- [ABOUT THIS EXERCISE]:
Could you transcribe each entry below exactly, minus the images?

- [DATA SHOWN]:
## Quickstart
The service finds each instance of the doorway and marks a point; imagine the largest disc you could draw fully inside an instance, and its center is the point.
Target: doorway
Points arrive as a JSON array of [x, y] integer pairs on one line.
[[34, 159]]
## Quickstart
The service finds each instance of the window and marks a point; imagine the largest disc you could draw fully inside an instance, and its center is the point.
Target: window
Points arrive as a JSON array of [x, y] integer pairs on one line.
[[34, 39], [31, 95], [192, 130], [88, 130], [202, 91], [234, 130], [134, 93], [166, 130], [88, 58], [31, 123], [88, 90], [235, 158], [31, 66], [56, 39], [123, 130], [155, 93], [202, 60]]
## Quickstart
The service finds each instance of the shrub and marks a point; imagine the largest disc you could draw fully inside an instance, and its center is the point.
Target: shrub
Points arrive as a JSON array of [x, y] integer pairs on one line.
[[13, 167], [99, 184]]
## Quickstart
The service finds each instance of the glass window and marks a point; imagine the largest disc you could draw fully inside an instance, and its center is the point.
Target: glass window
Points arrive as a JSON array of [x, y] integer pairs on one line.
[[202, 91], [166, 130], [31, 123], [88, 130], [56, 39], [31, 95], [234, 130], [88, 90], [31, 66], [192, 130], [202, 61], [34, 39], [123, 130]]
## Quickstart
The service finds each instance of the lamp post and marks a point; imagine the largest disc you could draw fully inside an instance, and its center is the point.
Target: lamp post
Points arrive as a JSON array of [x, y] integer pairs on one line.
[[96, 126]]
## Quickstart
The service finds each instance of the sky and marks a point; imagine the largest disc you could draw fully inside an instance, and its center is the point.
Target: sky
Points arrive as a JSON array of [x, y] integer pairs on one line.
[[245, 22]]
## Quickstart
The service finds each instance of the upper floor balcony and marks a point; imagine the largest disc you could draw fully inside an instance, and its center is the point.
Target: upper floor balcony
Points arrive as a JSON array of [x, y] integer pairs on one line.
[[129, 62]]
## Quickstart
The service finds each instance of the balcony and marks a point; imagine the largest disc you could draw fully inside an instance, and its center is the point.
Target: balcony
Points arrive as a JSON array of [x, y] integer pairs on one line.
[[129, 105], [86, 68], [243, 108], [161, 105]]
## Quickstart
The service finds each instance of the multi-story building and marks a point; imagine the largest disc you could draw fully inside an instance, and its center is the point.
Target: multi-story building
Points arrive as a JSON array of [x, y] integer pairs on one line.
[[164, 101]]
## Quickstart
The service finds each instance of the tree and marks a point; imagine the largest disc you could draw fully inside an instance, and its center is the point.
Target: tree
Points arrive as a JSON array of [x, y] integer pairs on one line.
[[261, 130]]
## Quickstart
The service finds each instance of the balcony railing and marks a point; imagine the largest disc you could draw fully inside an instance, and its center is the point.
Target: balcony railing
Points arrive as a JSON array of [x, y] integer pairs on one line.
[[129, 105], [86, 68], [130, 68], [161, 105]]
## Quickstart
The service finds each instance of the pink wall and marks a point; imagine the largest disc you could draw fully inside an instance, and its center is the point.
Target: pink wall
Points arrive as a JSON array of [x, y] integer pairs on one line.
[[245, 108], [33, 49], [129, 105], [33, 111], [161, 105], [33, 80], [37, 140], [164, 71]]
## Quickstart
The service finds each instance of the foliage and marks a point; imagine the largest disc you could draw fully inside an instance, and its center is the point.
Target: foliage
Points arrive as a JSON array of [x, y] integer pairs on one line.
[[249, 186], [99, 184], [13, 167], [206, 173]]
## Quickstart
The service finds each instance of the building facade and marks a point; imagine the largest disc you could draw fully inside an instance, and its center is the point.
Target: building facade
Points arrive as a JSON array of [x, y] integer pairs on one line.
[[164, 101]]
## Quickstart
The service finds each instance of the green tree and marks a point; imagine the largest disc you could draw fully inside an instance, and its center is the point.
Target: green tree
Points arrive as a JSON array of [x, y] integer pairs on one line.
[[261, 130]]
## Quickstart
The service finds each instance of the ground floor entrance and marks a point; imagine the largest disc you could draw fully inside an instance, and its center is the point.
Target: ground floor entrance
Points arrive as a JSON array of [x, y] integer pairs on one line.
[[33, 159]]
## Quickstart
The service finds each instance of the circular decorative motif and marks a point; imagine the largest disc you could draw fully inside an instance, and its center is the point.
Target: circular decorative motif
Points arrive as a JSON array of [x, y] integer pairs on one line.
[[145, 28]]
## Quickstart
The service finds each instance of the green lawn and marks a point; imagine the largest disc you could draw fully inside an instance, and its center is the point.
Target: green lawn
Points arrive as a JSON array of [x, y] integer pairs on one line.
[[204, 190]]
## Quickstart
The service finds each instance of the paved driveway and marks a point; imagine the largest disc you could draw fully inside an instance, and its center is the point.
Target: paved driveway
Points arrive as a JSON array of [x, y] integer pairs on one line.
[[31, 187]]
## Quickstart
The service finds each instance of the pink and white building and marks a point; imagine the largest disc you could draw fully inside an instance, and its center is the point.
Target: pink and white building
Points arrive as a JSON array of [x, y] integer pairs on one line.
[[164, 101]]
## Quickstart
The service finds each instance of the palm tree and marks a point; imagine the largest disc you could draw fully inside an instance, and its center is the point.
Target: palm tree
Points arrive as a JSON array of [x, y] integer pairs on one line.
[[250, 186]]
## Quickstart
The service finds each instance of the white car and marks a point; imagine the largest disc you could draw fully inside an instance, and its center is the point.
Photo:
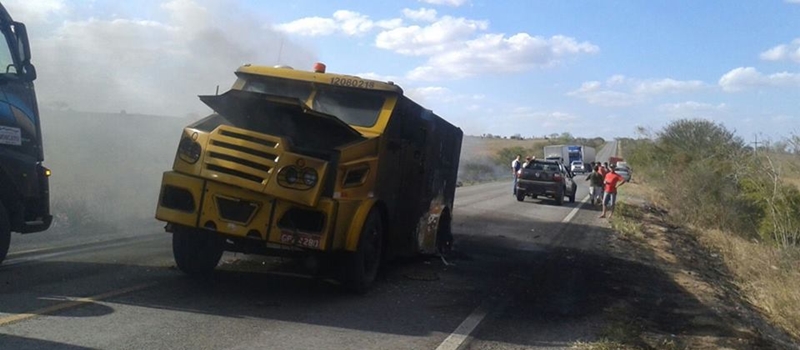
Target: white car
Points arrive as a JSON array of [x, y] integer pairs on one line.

- [ANSWER TO THE EXERCISE]:
## Quickstart
The service finds each instance of the doorway and marks a point; imagine the largest disc you could draw fully inside an instance, and its center is the point.
Target: doorway
Points arrive as a JSON array of [x, y] integer pairs on one line.
[[34, 159]]
## Quickstart
The service finds each instance of the window and marks a point; imagine the largest disc you could draw fully inside an instance, and its center is the point.
Target: window
Points arrive as a JSON array of [x, y] integer pairs on one line.
[[34, 39], [31, 95], [192, 130], [88, 130], [202, 91], [234, 130], [134, 93], [166, 130], [88, 58], [31, 123], [88, 90], [235, 158], [31, 66], [56, 39], [123, 130], [155, 93], [202, 60]]
## Quickstart
The service finds each instance of the shrub and marks a point; imagine the largest disc you could draw fully inside an instance, and its center is the point.
Target: shrub
Points arrive as a JSON array of [x, y] integer pairs on one line.
[[13, 167], [99, 184]]
## Quickstart
The service finds each instance of the glass window and marks a point; imagine the largest disc you could draw fully inside an instance, and its center is the point.
Target: glass window
Points arrive as a JSON array of [x, y] integer pairs on one line.
[[202, 91], [166, 130], [31, 123], [88, 130], [56, 39], [31, 95], [234, 130], [88, 90], [31, 66], [192, 130], [202, 61], [34, 39], [123, 130]]
## Quickstart
The service finds each instance of the lamp post and marks a point; imagine the largest disc you could draw fully inside an instance, and its center is the point.
Target: lamp post
Points arrive as a JSON array of [x, y] integer pairs on one line.
[[96, 126]]
## Quickstart
The service finds each instance of the sky and marks a point; imagine the largest disc you could draw fully inside an instance, and its center is the point.
Target: sky
Points arrive as a JSON array of [x, y] integer pairs on one line.
[[245, 22]]
## Quickstart
The service finds each instance of the upper floor balcony and marks a point; imagine the largest disc you could draw fully inside an instance, and its center is the point.
Target: upper floor balcony
Points arrive as a JSON array of [x, y] integer pairs on one line.
[[129, 62]]
## Quickstart
The service finds each instance of the balcony and marks a point; imagine the largest disc you could draw fully inside an instance, and its center is the point.
Target: balcony
Points arrive as a JSON array of [x, y] integer pairs on one line.
[[129, 105], [86, 68], [243, 108], [161, 105]]
## Quickstart
The service finds each instance of the multi-story building and marks a point; imagine the largest disc you could draw fully inside an instance, and its center is the point.
Target: multi-story building
Points arrive as a JSON array of [x, y] integer pairs on one line.
[[164, 101]]
## Quickstart
The service finds each instance of the tree and marks a point; imagine the largest disc you could draw fully inside an instance, and its center is the point.
Target: tree
Points arrive as a JSON array of [x, y] integer pairs on one line.
[[261, 130]]
## Quickstart
The service finds each instance of the balcony railing and marks a point; imagine the largest disc you could draw fully inside an instance, and its center is the point.
Target: balcony railing
Points arrive as a JSON array of [x, y] integer pairs on one line.
[[129, 105], [86, 68], [130, 68], [161, 105]]
## Quickstart
The service finds each instance of the pink wall and marks a point; imagine the largest disc you could draw fully inside an instance, and its center is the point.
Target: pink wall
Points arrive as a JSON array of [x, y] integer pairs on one line.
[[245, 108], [33, 49], [129, 105], [33, 111], [161, 105], [33, 80], [37, 140], [164, 71]]
## Quickstart
The service finds each instance of the foliage and marks a point; imagine the largest disc you could draw fully inside an instance, and its center is the point.
Target: foliage
Points arrive as a JSON array of [x, y] integer pairs on one line.
[[249, 186], [99, 184], [13, 167], [206, 173]]
## Quickstart
The service finds each instance of the building facade and marks a point; imagine the largest disc you could draw fully inside an instance, and its center is the point.
Target: building facade
Points arrive as a JSON array of [x, y] integer pairs on one line.
[[164, 101]]
## Quickstart
The service finds each instance of the green tree and marks a point; imagine the largest disc you could draw fully inside an instance, and its center is the point.
Target: green tree
Points arrive as a JSON array of [x, y] integer pairs on one line.
[[261, 130]]
## Quickstart
The service finds each instance of the ground floor entrance and marks a point; imagine the largest disc you could draw fully inside an instance, and its center is the point.
Target: ground floor entrance
Points arrive as a JSON array of [x, y] integer pairs on one line.
[[33, 159]]
## Quickstart
The service finds each instance of the circular decorative motif and marks a point; imagine the largest disc you could draw fully inside an instance, and its center is the point.
Target: circular decorative motif
Points arrive as a JSON array of [x, y] integer pairs on one line.
[[145, 28]]
## Quickstart
The service finds each instance of the green lawn and marks a point; imagine the largest disc you could draw fully inside an instance, and its center is the point.
Target: green lawn
Points arrive as a JSON array of [x, y] integer pairs on one line.
[[204, 190]]
## Quickstart
The service finds each instance of the paved driveway and marks a point; imagine the largest disc you could draw fully inside an instance, and its center is the point.
Target: paved driveway
Points arrive as a JSON array of [x, y] integer pairs on one line.
[[31, 187]]
## Quickstart
The service finds each instance of the pink and white building and marks a point; imagine the largest disc you could draw fully inside an instance, and its center is the point.
Target: pink and white building
Points arrive as a JSON array of [x, y] integer pairs on one line.
[[164, 101]]
## Quickstart
The service finds each instance of the palm tree and marks a point; imagine the largest disc you could draw fully inside an instance, and its center is the point.
Target: palm tree
Points arrive as a JSON array of [x, y] integer pairs on one line.
[[250, 186]]
## Quickstart
The service finds each instance of the white car and marks a point; imagine the largest disc you could draw fully inside an instance, and its center is the point.
Photo:
Target: white car
Points arrive as a JSON array of [x, y] integer pairs on one line.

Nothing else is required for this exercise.